All things
5 min read

Replacing Two Legacy Systems with a Single Python Service

For years, the Mississippi Department of Archives and History relied on two separate systems to track changes on the preservation storage array: a bash script (`pres-audit.sh`) that logged file changes, and a multi-server ZFS snapshot pipeline (`pres_snap`) that involved TrueNAS cron jobs, a Redis queue, and a dedicated Ubuntu processing server. They worked, mostly, but the complexity was becoming a liability. When something broke, debugging meant jumping between three different machines and piecing together what happened.

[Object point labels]

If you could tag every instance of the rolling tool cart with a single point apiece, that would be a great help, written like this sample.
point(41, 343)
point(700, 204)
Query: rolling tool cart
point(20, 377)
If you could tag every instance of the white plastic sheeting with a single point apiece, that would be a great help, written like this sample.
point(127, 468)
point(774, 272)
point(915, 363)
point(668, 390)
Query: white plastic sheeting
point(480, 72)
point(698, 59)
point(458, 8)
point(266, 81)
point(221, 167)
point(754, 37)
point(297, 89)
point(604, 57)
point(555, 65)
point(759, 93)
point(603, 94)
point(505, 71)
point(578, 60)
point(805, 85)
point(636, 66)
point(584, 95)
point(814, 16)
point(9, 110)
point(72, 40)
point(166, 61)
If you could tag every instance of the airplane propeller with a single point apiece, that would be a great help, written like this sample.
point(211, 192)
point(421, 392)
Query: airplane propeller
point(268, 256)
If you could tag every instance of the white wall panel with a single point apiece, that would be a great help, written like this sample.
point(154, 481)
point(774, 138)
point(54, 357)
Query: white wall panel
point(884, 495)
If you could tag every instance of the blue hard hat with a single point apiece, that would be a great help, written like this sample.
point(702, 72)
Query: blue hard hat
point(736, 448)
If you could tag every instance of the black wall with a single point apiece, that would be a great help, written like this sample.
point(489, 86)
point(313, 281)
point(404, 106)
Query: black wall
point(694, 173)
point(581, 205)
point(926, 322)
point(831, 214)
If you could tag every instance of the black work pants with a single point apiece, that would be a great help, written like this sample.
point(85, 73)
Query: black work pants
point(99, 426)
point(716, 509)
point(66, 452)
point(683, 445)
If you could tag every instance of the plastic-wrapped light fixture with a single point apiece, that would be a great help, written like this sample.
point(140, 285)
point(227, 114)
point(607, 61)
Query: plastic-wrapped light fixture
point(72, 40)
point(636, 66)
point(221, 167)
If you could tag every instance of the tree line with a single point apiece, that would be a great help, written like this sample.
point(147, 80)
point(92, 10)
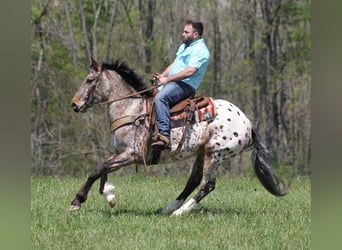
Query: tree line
point(260, 61)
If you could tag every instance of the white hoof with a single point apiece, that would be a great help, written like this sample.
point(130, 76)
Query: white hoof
point(108, 193)
point(74, 208)
point(172, 207)
point(111, 200)
point(185, 209)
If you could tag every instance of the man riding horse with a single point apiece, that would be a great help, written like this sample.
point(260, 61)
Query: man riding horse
point(180, 79)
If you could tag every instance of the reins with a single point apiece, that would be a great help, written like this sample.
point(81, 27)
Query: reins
point(128, 96)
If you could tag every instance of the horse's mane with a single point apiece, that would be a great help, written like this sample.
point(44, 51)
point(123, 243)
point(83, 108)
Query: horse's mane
point(130, 77)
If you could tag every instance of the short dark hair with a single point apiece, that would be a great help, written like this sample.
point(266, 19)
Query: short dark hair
point(198, 26)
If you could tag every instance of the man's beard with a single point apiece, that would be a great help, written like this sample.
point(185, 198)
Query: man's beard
point(188, 41)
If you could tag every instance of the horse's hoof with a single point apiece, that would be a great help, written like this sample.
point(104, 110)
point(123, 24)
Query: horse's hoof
point(111, 200)
point(74, 208)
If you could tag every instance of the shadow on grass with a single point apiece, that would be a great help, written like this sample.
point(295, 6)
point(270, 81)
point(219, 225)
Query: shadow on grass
point(199, 211)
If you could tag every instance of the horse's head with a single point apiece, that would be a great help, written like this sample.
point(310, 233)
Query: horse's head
point(91, 90)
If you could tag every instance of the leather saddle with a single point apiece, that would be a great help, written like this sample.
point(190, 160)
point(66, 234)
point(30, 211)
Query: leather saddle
point(186, 112)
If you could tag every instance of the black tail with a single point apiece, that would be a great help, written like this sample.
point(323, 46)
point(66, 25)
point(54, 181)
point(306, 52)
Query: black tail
point(263, 171)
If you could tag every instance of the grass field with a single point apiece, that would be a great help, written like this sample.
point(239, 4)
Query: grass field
point(239, 214)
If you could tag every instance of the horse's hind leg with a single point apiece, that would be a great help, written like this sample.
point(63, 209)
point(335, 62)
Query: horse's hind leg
point(208, 185)
point(193, 181)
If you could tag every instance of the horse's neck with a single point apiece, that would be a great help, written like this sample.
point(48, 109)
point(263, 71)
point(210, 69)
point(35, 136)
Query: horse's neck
point(129, 106)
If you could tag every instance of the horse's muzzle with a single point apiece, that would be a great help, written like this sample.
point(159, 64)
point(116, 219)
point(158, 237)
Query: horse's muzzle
point(74, 107)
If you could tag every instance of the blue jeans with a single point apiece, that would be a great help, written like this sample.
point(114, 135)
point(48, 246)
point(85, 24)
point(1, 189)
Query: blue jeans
point(171, 94)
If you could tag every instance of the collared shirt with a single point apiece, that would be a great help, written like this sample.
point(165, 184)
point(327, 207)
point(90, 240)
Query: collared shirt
point(195, 55)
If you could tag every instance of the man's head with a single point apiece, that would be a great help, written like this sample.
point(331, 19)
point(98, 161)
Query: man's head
point(192, 31)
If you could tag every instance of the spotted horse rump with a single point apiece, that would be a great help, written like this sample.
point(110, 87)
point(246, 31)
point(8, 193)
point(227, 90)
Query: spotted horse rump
point(210, 142)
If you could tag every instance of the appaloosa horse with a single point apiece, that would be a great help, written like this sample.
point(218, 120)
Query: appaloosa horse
point(211, 142)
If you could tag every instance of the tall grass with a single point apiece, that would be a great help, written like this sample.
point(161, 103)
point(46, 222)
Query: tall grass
point(239, 214)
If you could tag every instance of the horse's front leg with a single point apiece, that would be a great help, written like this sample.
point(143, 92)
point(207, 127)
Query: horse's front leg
point(82, 194)
point(112, 164)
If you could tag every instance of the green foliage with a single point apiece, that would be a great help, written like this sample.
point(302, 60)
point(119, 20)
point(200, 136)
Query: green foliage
point(239, 214)
point(68, 143)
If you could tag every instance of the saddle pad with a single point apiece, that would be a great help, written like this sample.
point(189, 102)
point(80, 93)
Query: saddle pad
point(204, 113)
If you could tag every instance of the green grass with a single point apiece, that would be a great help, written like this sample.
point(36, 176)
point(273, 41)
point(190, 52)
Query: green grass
point(239, 214)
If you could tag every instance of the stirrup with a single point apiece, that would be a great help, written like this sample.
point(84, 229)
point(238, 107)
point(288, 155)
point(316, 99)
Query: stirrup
point(161, 142)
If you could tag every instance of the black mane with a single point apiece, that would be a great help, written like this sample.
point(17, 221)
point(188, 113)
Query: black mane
point(131, 78)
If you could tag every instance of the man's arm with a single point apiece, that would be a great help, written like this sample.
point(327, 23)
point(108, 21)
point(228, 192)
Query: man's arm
point(188, 72)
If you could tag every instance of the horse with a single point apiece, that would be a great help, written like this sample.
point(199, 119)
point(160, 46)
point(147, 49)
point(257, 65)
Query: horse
point(128, 98)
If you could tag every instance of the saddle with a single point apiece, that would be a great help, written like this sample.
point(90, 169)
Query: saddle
point(185, 113)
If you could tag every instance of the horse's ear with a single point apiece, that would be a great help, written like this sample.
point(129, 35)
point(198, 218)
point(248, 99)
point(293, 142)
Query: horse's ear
point(95, 65)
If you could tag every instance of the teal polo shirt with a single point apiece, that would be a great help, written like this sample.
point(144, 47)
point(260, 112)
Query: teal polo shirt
point(195, 55)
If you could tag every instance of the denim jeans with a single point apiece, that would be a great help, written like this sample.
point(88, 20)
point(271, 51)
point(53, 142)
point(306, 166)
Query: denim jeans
point(171, 94)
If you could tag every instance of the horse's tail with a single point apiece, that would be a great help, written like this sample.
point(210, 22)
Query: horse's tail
point(263, 170)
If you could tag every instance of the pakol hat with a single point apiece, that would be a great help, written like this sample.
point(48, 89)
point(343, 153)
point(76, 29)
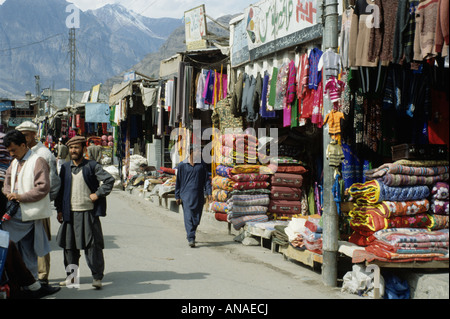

### What you will do
**a.** In the legacy systems article, which organization relied on the two separate systems to track changes on its preservation storage array?
**b.** Resume the article about replacing two legacy systems with a single Python service, starting after its final sentence.

### Answers in order
**a.** The Mississippi Department of Archives and History.

**b.**
Replacing Two Legacy Systems with a Single Python Service

The Problem

The preservation array at MDAH holds irreplaceable digitized historical documents, photographs, government records, and audiovisual materials mounted over NFS. We need to know exactly what changed, when, and maintain a durable audit trail. The old setup technically did this, but:

  • The bash script just appended to a log file with no structured data
  • The snapshot pipeline required coordinating three servers and two queues
  • When the Redis queue backed up or the processor crashed, events were silently lost
  • Nobody wanted to touch any of it

The Architecture

Preservation Monitor is a single systemd-managed Python service that does everything the two old systems did. The core pipeline looks like this:

1# The event pipeline: inotifywait -> correlator -> audit log + database
2def run(self):
3 """Main event loop using select() for non-blocking reads."""
4 self.watcher.start()
5 self.last_flush = time.monotonic()
6 
7 while self.running:
8 if not self.watcher.is_alive():
9 self._flush_all()
10 time.sleep(restart_delay)
11 self.watcher.start()
12 continue
13 
14 ready, _, _ = select.select([self.watcher.fileno()], [], [], 1.0)
15 
16 if ready:
17 line = self.watcher.readline()
18 raw_event = self.watcher.parse_line(line)
19 
20 # Write to audit log immediately - never lose an event
21 self.audit_log.write_raw(raw_event)
22 
23 # Correlate MOVED_FROM/MOVED_TO pairs into single renames
24 processed = self.correlator.process(raw_event)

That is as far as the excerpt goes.